++++ FRAGMENTO SELECCIONADO ++++

El sello del artista

Por José Ramón Ayllón

 

Una cuestión inevitable.

¿Por qué pregunta el hombre sobre Dios? ¿Por qué no se contenta con lo que dicen y ofrecen las cosas de su entorno inmediato? Evidentemente, porque percibe que las cosas no se bastan a sí mismas: son relativas, limitadas, transitorias... ¿Cuál es la razón absoluta que las hace posibles?

Ni siquiera el agnóstico puede evitar esta pregunta. Stephen Hawking, después de proponer una explicación físico-matemática del Universo, reconoce que la ciencia, aunque explica lo que existe, es incapaz al mismo tiempo de contestar a la pregunta fundamental: ¿por qué el Universo se toma la molestia de existir?

Kant decía que Dios es el ser más difícil de conocer, pero también el más inevitable. Por eso, si no hubiera Dios, se haría necesario explicar cómo la mente humana ha podido crear tal noción. Porque Dios ha estado presente en la conciencia humana no sabemos cuántos miles de años antes de que llegase a la consideración de los primeros filósofos; y no como el centauro o el gnomo: miles de millones de hombres no han dudado y no dudan en referir el nombre de Dios a un ser realmente existente.

Se podría pensar en un error colectivo, pero nadie acusaría de error a toda la humanidad sin una razón muy poderosa. Si se objeta que se trata de un consenso que no se apoya en un razonamiento lógico, se puede responder que quizá se apoye en algo más sólido que la lógica, pues una creencia que se mantiene en todo tipo de civilizaciones, estructuras sociales y niveles de cultura parece que nos habla de una ley psicológica de la naturaleza humana.

Lo que se desprende de la contingencia.

Pero lo que ahora nos interesa es saber si la afirmación Dios existe puede tener la solidez de una conclusión científicamente demostrada. Quizá la primera pregunta filosófica sea ¿por qué el ser, y no la nada? Parece evidente que si en algún momento del pasado no hubo nada, ahora tampoco habría nada, y tampoco lo habría en el futuro, pues de la nada no se obtiene nada. Por consiguiente, podemos asegurar que siempre ha existido algo.

Por otra parte, de los seres que existen no conocemos ninguno que se haya dado la existencia a sí mismo; todos -tanto los vivos como los inertes- son eslabones de una larga cadena de causas y efectos. Pero esa cadena ha de depender de una primera causa, pues pretender que un número infinito de causas pudiera dispensarnos de encontrar una primera, sería lo mismo que afirmar que un pincel puede pintar por sí sólo con tal de tener un mango muy largo.

++++ FILAS ++++

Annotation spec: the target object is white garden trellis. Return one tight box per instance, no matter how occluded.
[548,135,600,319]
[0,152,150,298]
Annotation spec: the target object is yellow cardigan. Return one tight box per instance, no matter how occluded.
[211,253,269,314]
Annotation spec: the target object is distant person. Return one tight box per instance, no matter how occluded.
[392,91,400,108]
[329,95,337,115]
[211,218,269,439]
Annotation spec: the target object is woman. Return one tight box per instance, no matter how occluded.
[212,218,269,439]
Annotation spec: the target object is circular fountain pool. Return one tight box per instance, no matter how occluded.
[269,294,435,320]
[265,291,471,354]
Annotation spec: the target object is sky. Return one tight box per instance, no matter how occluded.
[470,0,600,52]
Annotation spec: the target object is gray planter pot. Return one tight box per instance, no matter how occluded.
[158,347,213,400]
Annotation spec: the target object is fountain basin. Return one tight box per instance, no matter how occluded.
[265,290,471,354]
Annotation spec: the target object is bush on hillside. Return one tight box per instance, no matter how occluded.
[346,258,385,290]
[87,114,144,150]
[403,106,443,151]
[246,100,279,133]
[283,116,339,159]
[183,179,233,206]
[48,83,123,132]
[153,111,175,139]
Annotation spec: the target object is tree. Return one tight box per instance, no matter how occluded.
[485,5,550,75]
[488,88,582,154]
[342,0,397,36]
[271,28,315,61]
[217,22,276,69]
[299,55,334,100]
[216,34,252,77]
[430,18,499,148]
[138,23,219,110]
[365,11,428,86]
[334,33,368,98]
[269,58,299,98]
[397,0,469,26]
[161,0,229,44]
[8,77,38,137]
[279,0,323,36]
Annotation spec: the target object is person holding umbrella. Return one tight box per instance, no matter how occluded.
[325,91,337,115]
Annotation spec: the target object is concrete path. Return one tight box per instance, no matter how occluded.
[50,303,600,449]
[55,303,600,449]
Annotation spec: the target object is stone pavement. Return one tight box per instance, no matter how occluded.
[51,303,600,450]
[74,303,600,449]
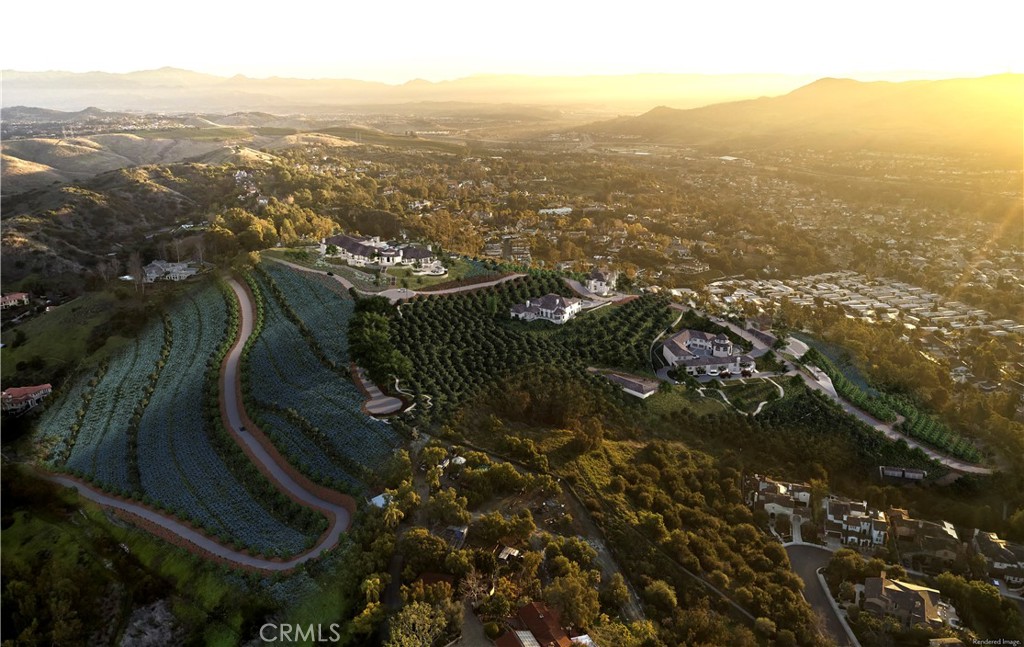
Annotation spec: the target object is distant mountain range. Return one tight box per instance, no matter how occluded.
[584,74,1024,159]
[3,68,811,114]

++++
++++ FILAS ++++

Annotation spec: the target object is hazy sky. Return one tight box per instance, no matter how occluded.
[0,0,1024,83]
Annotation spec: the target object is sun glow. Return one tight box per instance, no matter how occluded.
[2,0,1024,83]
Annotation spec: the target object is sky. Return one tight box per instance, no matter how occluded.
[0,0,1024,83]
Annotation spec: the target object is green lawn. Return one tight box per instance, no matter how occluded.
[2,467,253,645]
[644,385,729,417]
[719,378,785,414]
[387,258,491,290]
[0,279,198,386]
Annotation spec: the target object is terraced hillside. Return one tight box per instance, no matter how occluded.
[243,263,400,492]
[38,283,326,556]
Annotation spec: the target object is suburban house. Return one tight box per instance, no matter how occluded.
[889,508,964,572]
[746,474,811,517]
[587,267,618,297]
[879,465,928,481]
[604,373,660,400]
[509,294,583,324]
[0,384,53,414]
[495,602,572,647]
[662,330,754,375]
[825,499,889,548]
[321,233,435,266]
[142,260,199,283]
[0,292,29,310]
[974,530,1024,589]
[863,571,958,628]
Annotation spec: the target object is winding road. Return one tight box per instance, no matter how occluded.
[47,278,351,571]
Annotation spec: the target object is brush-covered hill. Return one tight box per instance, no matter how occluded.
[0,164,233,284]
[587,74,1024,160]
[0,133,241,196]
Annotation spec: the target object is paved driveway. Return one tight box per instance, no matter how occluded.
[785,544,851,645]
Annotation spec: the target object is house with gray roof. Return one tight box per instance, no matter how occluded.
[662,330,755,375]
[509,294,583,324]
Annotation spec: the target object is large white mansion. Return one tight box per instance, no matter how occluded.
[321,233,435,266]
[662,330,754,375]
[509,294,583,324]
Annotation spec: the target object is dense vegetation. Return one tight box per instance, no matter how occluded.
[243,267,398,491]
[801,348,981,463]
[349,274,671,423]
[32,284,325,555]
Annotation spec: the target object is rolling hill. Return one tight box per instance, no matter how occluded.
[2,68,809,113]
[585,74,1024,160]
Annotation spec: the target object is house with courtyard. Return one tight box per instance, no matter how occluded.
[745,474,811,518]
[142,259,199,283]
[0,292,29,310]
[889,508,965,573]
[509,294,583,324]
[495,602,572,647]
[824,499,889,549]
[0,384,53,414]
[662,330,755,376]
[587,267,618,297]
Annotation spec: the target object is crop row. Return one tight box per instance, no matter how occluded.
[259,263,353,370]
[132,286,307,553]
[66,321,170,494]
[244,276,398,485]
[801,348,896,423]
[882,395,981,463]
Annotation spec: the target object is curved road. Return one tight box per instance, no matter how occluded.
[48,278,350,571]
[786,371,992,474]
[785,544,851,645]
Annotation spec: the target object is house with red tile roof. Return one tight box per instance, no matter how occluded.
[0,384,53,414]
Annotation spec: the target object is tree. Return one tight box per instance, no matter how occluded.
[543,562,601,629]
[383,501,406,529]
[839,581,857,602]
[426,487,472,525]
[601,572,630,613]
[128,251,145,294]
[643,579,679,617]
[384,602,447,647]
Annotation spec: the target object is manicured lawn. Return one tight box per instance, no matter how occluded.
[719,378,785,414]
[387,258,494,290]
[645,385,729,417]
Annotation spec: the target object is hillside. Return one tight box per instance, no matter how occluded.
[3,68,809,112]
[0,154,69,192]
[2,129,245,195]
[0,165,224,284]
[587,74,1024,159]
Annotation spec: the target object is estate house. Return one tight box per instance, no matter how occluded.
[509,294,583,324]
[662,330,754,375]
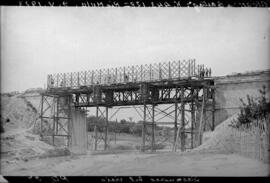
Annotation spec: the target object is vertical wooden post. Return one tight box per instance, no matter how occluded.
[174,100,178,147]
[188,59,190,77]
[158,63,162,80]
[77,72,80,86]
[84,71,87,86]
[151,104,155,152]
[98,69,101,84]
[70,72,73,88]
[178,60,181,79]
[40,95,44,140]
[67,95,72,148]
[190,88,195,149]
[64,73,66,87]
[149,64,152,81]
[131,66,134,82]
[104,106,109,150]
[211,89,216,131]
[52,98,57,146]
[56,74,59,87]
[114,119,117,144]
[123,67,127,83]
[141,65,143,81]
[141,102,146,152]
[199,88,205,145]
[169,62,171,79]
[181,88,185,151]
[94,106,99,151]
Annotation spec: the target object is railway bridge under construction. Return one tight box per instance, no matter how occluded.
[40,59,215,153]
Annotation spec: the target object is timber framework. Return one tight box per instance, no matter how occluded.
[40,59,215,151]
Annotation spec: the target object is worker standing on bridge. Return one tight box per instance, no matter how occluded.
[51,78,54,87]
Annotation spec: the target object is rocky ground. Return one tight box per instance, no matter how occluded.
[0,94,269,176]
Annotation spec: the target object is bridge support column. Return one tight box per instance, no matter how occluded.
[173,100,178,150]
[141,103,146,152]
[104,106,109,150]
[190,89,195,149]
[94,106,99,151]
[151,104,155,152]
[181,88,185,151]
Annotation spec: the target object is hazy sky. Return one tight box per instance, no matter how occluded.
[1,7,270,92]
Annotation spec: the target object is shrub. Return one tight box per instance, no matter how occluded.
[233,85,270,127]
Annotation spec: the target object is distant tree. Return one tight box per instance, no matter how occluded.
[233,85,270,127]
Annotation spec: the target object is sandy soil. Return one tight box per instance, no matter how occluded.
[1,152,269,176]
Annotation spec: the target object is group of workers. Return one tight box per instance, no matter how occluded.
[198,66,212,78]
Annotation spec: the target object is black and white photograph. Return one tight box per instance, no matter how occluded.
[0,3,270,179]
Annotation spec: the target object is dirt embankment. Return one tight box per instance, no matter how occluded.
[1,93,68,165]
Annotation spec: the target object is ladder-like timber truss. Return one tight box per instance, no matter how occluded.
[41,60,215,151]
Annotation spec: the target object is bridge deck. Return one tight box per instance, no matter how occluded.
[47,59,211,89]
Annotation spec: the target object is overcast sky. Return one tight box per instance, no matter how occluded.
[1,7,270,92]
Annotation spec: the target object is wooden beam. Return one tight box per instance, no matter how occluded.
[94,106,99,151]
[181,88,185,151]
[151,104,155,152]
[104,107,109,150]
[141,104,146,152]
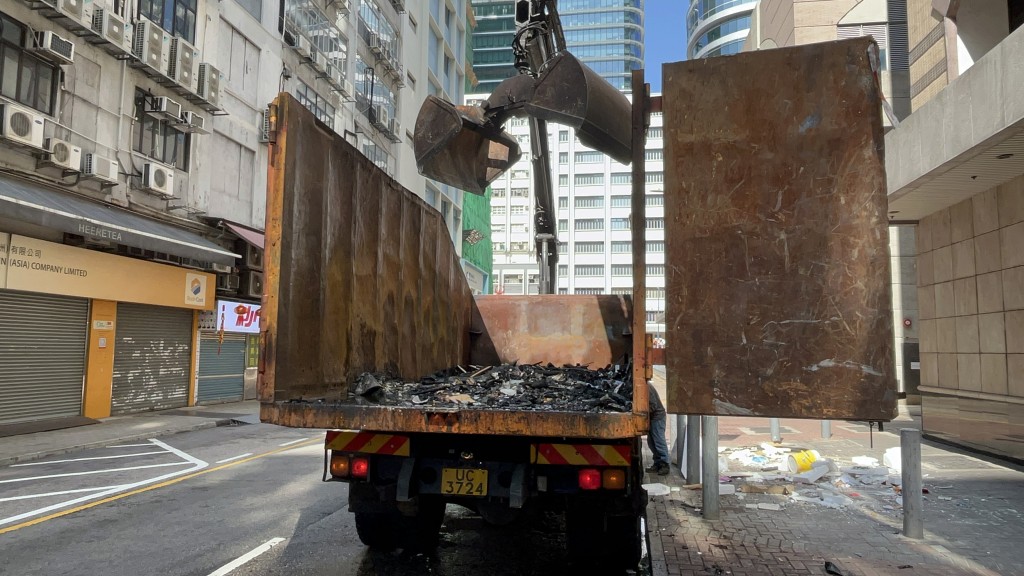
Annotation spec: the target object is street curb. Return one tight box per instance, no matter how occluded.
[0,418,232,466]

++++

Prosigue el fragmento sobre la existencia de Dios a partir de su última frase, la del pincel con un mango muy largo.

Algo parecido contestó aquel conferenciante hindú que explicaba el Universo como una inmensa superficie sostenida sobre cuatro elefantes. Le preguntaron dónde se apoyaban los elefantes, y contestó que cada uno lo hacía sobre otros cuatro. Como el auditorio no quedó satisfecho, surgió de nuevo la misma pregunta: dónde se apoyaban los dieciséis elefantes del segundo piso. El sabio hindú, decidido a zanjar la cuestión, dio una respuesta contundente: "todo lo que hay debajo del Universo son elefantes".

Lo cierto es que el Universo que nosotros conocemos -con elefantes o sin ellos está integrado por un conjunto de seres que reciben la existencia y la conservan durante un tiempo. Seres que durante mucho tiempo no existieron, y que en un momento han dejado o dejarán de existir: son contingentes. Pero si este Universo nuestro no se da a sí mismo la existencia, debe haber algo más. Las tuberías contienen agua a condición de haberla recibido. Detrás del más complejo sistema de tuberías debe haber algo que no sea tubería: un depósito que contenga el agua por derecho propio. Pues bien, detrás de todo el complejo Universo de seres contingentes debe haber un ser que exista por derecho propio y comunique a los demás la existencia.

El problema no se resuelve, como vimos, con un número infinito de seres, de igual forma que unas tuberías de longitud infinita no explicarían la existencia del agua que corre en su interior. y si dijéramos que los seres simplemente existen y que no hay nada más que hablar sobre ello, entonces estaríamos diciendo -como señaló Hegel - que no se debe pensar.

Pensar significa apreciar que nada en el Universo es mudo, que todo alza la voz de la contingencia, que todas las cosas proclaman su origen con el rumor confuso expresado en ese verso insuperable: "un no sé qué que queda balbuciendo".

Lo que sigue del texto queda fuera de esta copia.